_Prompt 1_
In the shim patent text, reproduce the words from "FIELD OF THE" up to and including "to aviation turbojets.", replacing every occurrence of "turbomachine" with "gas turbine".
_Prompt 2_
List every part of the shim that the abstract of the shim patent text names.
_Prompt 3_
According to the shim patent text, from which edge does the holder tongue of the shim in FIG. 1 project?

_Excerpt provided_
-=-=-=-=-

SHIM FOR A TURBOMACHINE BLADE

Abstract

Shim for a turbomachine blade, for covering the root of said blade, the shim comprising: two branches for covering the bearing surfaces of the blade root; a base interconnecting these branches; and at least one holder element located at one end of the shim and suitable for coming into contact with the blade root to retain the shim relative to the blade root, the shim further comprising, at its other end, at least one foolproofing element projecting from the base in the opposite direction to the branches. A turbomachine rotor assembly including such a shim.

Description

FIELD OF THE INVENTION

The invention relates to a shim for a turbomachine blade. It is applicable to any type of turbomachine, whether for terrestrial or aviation purposes, and it applies most particularly to aviation turbojets.

More precisely, the invention relates to a shim for surrounding the root of a blade, the shim being of the type comprising: two branches for covering the bearing surfaces of the blade root; a base interconnecting the two branches; and at least one holder element situated at one end of the shim and suitable for coming into contact with the blade root to retain the shim relative to the blade root.

In the present application, an axial direction is defined as being a direction parallel to the axis of the rotation of the blades. In addition, the upstream and downstream sides of a part are defined relative to the normal flow direction of gas passing between the blades.

BACKGROUND OF THE INVENTION

A known example of shim of the above-specified type is shown in FIG. 1. The shim 10 comprises two branches 14 and a base 12 interconnecting the two branches 14. It also comprises at one of its ends 10a, a holder tongue 16. The holder tongue 16 projects from the edge 12a of the base 12 and is folded to extend between the branches 14.

-=-=-=-=-

_Extracted records_
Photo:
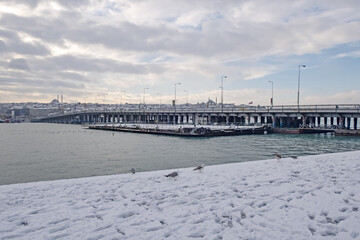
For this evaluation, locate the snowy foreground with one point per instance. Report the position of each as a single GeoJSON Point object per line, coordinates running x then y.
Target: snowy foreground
{"type": "Point", "coordinates": [313, 197]}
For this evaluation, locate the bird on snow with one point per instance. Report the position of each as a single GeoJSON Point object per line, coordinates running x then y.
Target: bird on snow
{"type": "Point", "coordinates": [277, 156]}
{"type": "Point", "coordinates": [199, 168]}
{"type": "Point", "coordinates": [173, 175]}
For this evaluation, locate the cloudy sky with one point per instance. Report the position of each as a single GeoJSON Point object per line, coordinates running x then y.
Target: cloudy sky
{"type": "Point", "coordinates": [95, 50]}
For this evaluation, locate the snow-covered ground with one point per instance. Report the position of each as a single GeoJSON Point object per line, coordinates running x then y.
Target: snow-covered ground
{"type": "Point", "coordinates": [312, 197]}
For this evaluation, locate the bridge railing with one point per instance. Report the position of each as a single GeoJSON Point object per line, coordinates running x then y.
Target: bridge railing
{"type": "Point", "coordinates": [324, 108]}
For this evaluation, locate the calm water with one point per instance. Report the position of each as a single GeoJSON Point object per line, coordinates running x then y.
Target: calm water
{"type": "Point", "coordinates": [36, 152]}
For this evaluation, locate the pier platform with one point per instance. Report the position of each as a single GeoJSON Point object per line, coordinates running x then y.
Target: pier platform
{"type": "Point", "coordinates": [347, 132]}
{"type": "Point", "coordinates": [182, 130]}
{"type": "Point", "coordinates": [301, 130]}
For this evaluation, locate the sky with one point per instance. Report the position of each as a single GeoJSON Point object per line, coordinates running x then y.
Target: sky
{"type": "Point", "coordinates": [115, 51]}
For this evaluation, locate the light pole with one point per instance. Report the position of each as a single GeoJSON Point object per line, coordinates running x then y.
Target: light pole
{"type": "Point", "coordinates": [272, 93]}
{"type": "Point", "coordinates": [175, 94]}
{"type": "Point", "coordinates": [121, 96]}
{"type": "Point", "coordinates": [175, 102]}
{"type": "Point", "coordinates": [222, 92]}
{"type": "Point", "coordinates": [186, 96]}
{"type": "Point", "coordinates": [298, 103]}
{"type": "Point", "coordinates": [144, 95]}
{"type": "Point", "coordinates": [159, 99]}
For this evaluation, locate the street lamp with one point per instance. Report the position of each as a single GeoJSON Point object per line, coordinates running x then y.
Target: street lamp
{"type": "Point", "coordinates": [175, 94]}
{"type": "Point", "coordinates": [175, 103]}
{"type": "Point", "coordinates": [121, 96]}
{"type": "Point", "coordinates": [159, 99]}
{"type": "Point", "coordinates": [144, 95]}
{"type": "Point", "coordinates": [186, 96]}
{"type": "Point", "coordinates": [272, 93]}
{"type": "Point", "coordinates": [222, 93]}
{"type": "Point", "coordinates": [298, 103]}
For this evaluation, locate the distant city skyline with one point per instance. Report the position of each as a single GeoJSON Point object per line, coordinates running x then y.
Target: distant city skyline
{"type": "Point", "coordinates": [110, 51]}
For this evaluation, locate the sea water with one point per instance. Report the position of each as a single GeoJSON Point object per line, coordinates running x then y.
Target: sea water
{"type": "Point", "coordinates": [38, 151]}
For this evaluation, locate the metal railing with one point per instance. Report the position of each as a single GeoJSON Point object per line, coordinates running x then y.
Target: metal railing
{"type": "Point", "coordinates": [145, 109]}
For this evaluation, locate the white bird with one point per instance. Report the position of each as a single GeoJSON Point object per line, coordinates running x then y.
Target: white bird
{"type": "Point", "coordinates": [173, 175]}
{"type": "Point", "coordinates": [199, 168]}
{"type": "Point", "coordinates": [277, 156]}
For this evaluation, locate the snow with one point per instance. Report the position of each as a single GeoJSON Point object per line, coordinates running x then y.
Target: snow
{"type": "Point", "coordinates": [312, 197]}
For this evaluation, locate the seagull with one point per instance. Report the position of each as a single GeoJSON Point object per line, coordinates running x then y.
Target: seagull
{"type": "Point", "coordinates": [200, 168]}
{"type": "Point", "coordinates": [173, 175]}
{"type": "Point", "coordinates": [277, 156]}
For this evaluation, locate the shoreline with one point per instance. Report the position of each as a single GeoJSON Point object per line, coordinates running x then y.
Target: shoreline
{"type": "Point", "coordinates": [310, 197]}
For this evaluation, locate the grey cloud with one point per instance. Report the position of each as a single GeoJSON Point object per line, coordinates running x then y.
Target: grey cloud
{"type": "Point", "coordinates": [72, 63]}
{"type": "Point", "coordinates": [35, 3]}
{"type": "Point", "coordinates": [14, 44]}
{"type": "Point", "coordinates": [19, 63]}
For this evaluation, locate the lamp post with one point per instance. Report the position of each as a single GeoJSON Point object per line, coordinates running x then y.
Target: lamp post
{"type": "Point", "coordinates": [222, 92]}
{"type": "Point", "coordinates": [175, 94]}
{"type": "Point", "coordinates": [144, 95]}
{"type": "Point", "coordinates": [186, 91]}
{"type": "Point", "coordinates": [272, 93]}
{"type": "Point", "coordinates": [298, 102]}
{"type": "Point", "coordinates": [159, 100]}
{"type": "Point", "coordinates": [121, 96]}
{"type": "Point", "coordinates": [175, 102]}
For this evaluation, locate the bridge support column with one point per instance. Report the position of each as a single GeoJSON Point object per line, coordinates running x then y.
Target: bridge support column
{"type": "Point", "coordinates": [281, 122]}
{"type": "Point", "coordinates": [304, 120]}
{"type": "Point", "coordinates": [355, 123]}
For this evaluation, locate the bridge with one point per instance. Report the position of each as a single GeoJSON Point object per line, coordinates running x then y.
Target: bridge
{"type": "Point", "coordinates": [289, 116]}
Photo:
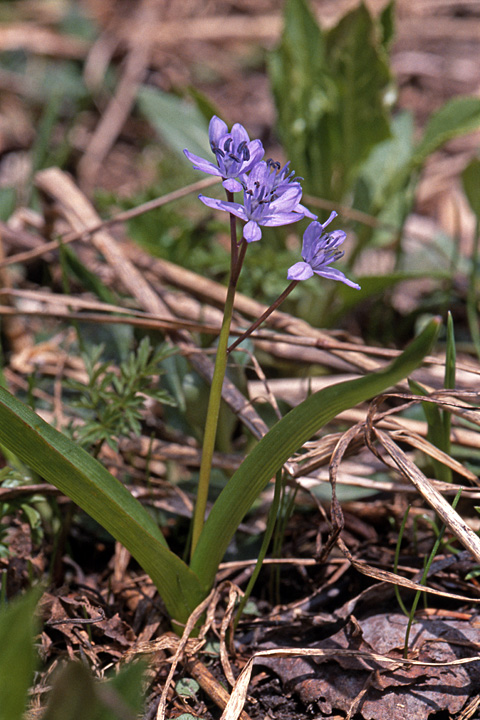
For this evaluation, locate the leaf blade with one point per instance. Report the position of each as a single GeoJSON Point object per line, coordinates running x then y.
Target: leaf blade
{"type": "Point", "coordinates": [73, 471]}
{"type": "Point", "coordinates": [283, 440]}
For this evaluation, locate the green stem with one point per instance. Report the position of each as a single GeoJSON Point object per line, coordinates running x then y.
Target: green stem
{"type": "Point", "coordinates": [263, 317]}
{"type": "Point", "coordinates": [214, 401]}
{"type": "Point", "coordinates": [423, 581]}
{"type": "Point", "coordinates": [272, 519]}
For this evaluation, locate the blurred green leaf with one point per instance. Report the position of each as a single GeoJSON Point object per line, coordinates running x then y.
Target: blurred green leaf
{"type": "Point", "coordinates": [329, 95]}
{"type": "Point", "coordinates": [457, 117]}
{"type": "Point", "coordinates": [387, 23]}
{"type": "Point", "coordinates": [179, 123]}
{"type": "Point", "coordinates": [471, 185]}
{"type": "Point", "coordinates": [17, 659]}
{"type": "Point", "coordinates": [82, 478]}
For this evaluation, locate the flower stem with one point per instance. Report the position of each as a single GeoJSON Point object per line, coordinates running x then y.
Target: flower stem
{"type": "Point", "coordinates": [263, 317]}
{"type": "Point", "coordinates": [215, 398]}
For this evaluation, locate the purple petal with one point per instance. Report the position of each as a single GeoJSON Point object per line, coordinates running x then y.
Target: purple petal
{"type": "Point", "coordinates": [234, 208]}
{"type": "Point", "coordinates": [239, 134]}
{"type": "Point", "coordinates": [232, 185]}
{"type": "Point", "coordinates": [251, 231]}
{"type": "Point", "coordinates": [300, 271]}
{"type": "Point", "coordinates": [335, 238]}
{"type": "Point", "coordinates": [310, 240]}
{"type": "Point", "coordinates": [202, 164]}
{"type": "Point", "coordinates": [333, 274]}
{"type": "Point", "coordinates": [306, 213]}
{"type": "Point", "coordinates": [333, 215]}
{"type": "Point", "coordinates": [281, 218]}
{"type": "Point", "coordinates": [256, 151]}
{"type": "Point", "coordinates": [288, 200]}
{"type": "Point", "coordinates": [216, 130]}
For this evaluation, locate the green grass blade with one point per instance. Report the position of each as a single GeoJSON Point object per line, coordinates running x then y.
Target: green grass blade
{"type": "Point", "coordinates": [73, 471]}
{"type": "Point", "coordinates": [287, 436]}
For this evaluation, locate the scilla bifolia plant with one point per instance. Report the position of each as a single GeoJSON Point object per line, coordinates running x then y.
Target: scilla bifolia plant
{"type": "Point", "coordinates": [271, 196]}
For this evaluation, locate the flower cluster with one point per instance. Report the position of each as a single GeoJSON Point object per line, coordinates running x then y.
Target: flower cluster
{"type": "Point", "coordinates": [319, 250]}
{"type": "Point", "coordinates": [271, 196]}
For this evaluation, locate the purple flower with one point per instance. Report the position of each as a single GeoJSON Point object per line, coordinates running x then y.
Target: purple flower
{"type": "Point", "coordinates": [270, 198]}
{"type": "Point", "coordinates": [236, 154]}
{"type": "Point", "coordinates": [318, 251]}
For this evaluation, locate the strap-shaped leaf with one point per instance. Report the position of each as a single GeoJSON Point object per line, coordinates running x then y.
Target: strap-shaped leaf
{"type": "Point", "coordinates": [83, 479]}
{"type": "Point", "coordinates": [287, 436]}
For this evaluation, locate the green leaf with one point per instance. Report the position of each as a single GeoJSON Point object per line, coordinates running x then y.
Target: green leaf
{"type": "Point", "coordinates": [73, 471]}
{"type": "Point", "coordinates": [387, 23]}
{"type": "Point", "coordinates": [286, 437]}
{"type": "Point", "coordinates": [17, 628]}
{"type": "Point", "coordinates": [180, 124]}
{"type": "Point", "coordinates": [471, 185]}
{"type": "Point", "coordinates": [329, 95]}
{"type": "Point", "coordinates": [458, 116]}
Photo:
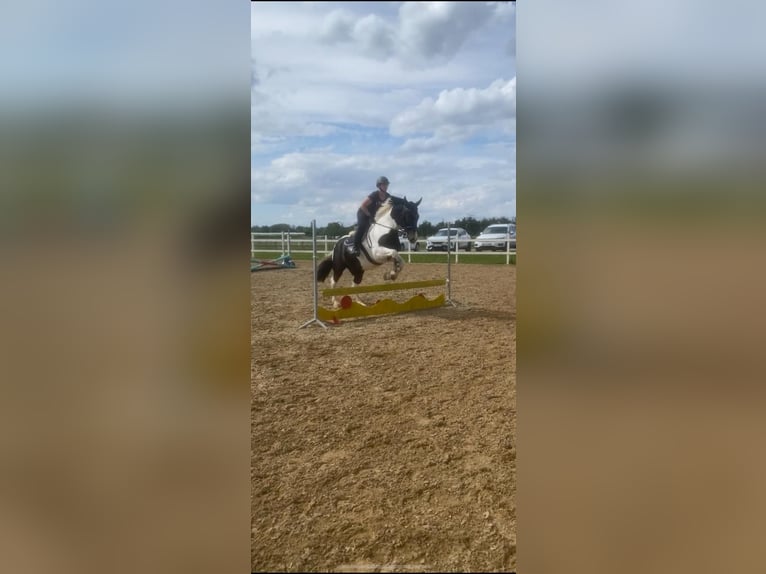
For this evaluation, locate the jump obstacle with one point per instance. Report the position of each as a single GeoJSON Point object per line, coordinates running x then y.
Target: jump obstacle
{"type": "Point", "coordinates": [350, 309]}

-=-=-=-=-

_Full answer 1_
FIELD OF THE INVENTION

The invention relates to a shim for a gas turbine blade. It is applicable to any type of gas turbine, whether for terrestrial or aviation purposes, and it applies most particularly to aviation turbojets.

_Full answer 2_
- Two branches
- A base
- At least one holder element
- At least one foolproofing element

_Full answer 3_
It projects from the edge 12a of the base 12.